_PROBLEMS AND TASKS_:
1) For each statement (a), (b) and (c), answer yes or no according to the description of Infra_Moana #2, and quote the exact words of the description that decide it. (a) The work uses red as a symbol of warmth. (b) The algae bloom reported from Qingdao covered 28,900 sq km. (c) Infra_Moana #2 was a finalist for the Parkins Drawing Prize in 2019.
2) According to the description of Infra_Moana #2, an excess of which two nutrients causes some algal blooms?

_SOURCE EXTRACT_:
--- START ---
Infra_Moana #2, 2019
Finalist Parkins Drawing Prize, 2019
Finalist Parkins Drawing Prize, 2019
Infra_Moana #2, explores the sea, our familiar playground, as a ‘future sea’ further into the Anthropocene. It plays on the concept of infrared photography which captures levels of heat. Infra-Moana provides an imaginary opportunity to see the warming of the seas using yellow as a symbol of warmth. The work also references the increasing occurrence of algae blooms as the seas warm up. This turns the water red, green or yellow. Some algal blooms are the result of an excess of nutrients (particularly phosphorus and nitrogen) which cause an increase in the growth of algae and green plants. As this organic matter dies it becomes food for bacteria that decompose it. With more food available, the bacteria increase in number and use up the dissolved oxygen in the water killing many fish and aquatic insects. This results in a dead area in seas or lakes. This work was in part inspired by a report from Qingdao, China, in 2013, about a massive algae bloom attracting beach goers. People flocked to the beach to play in the water transformed by the algae bloom. News reports included photographs of people swimming and playing on 'floaties' within this thick green algae which covered a record breaking 28,900 sq km. In this work, like apocryphal ‘frogs in a bathtub’, humans go about their leisure, or current behaviour, seemingly unaware of their authorship of future reality, including significant impacts upon our environment.
--- END ---
_SUPPLIED INFORMATION_:
--- START ---
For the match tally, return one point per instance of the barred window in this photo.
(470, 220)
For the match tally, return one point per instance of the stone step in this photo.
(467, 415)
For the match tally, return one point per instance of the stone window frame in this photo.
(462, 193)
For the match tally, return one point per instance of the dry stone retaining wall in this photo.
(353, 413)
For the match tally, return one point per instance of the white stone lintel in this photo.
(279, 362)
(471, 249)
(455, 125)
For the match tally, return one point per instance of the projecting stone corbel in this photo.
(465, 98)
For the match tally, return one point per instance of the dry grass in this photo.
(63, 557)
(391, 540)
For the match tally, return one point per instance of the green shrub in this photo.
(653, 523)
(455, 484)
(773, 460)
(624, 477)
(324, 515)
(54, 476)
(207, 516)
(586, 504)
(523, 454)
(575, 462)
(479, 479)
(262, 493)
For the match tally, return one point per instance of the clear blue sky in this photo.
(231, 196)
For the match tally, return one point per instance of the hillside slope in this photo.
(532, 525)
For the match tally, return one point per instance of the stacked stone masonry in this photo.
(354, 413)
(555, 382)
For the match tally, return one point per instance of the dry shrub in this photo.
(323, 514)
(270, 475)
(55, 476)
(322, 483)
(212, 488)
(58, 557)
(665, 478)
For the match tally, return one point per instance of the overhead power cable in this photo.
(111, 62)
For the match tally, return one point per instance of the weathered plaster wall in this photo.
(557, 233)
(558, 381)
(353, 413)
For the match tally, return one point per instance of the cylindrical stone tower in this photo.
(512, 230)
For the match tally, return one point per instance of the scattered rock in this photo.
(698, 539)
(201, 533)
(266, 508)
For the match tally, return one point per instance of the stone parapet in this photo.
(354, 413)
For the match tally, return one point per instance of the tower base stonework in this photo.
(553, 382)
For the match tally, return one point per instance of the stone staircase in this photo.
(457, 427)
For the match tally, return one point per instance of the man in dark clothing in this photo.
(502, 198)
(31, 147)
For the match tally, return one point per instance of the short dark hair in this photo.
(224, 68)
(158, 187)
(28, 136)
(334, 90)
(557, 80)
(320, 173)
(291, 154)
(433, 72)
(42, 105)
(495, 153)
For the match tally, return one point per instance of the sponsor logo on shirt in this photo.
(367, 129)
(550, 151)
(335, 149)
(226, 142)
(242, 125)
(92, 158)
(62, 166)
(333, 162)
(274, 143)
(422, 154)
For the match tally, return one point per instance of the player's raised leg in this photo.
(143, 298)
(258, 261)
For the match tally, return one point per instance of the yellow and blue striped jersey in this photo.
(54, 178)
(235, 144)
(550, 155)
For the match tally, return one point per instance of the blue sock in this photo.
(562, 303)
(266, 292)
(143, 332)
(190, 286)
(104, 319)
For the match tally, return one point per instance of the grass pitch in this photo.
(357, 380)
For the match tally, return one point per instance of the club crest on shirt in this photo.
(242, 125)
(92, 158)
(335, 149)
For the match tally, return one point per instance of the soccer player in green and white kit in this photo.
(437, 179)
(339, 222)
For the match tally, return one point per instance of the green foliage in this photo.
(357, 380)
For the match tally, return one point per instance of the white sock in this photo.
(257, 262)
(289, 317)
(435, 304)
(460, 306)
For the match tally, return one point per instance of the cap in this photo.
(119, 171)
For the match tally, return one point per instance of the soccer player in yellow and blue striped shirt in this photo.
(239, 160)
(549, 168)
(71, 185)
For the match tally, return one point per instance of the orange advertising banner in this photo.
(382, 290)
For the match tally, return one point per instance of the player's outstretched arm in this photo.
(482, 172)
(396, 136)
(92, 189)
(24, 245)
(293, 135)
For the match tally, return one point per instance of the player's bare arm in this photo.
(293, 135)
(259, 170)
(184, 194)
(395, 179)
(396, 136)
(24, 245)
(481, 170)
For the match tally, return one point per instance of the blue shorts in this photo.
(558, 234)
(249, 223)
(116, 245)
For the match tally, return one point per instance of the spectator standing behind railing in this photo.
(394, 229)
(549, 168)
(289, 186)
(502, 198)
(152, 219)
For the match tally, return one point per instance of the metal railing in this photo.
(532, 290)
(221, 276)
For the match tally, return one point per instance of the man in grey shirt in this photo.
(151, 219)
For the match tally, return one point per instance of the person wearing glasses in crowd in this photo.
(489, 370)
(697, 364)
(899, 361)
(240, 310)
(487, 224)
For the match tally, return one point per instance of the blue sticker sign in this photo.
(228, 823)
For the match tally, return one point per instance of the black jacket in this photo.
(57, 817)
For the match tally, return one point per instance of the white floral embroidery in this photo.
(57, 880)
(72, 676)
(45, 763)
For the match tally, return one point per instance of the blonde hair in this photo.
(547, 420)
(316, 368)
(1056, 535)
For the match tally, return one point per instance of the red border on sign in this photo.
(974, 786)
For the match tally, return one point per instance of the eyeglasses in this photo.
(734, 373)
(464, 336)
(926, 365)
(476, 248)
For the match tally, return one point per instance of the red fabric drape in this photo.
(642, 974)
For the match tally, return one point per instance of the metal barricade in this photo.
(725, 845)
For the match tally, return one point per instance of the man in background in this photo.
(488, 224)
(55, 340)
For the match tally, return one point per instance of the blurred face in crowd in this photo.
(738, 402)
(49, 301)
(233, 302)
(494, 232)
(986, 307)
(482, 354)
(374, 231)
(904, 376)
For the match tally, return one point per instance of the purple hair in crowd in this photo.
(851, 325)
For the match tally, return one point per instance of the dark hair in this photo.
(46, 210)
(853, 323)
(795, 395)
--- END ---
_ANSWERS FOR THE EXERCISE_:
1)
(a) No: "using yellow as a symbol of warmth"
(b) Yes: "which covered a record breaking 28,900 sq km"
(c) Yes: "Finalist Parkins Drawing Prize, 2019"

2) Phosphorus and nitrogen.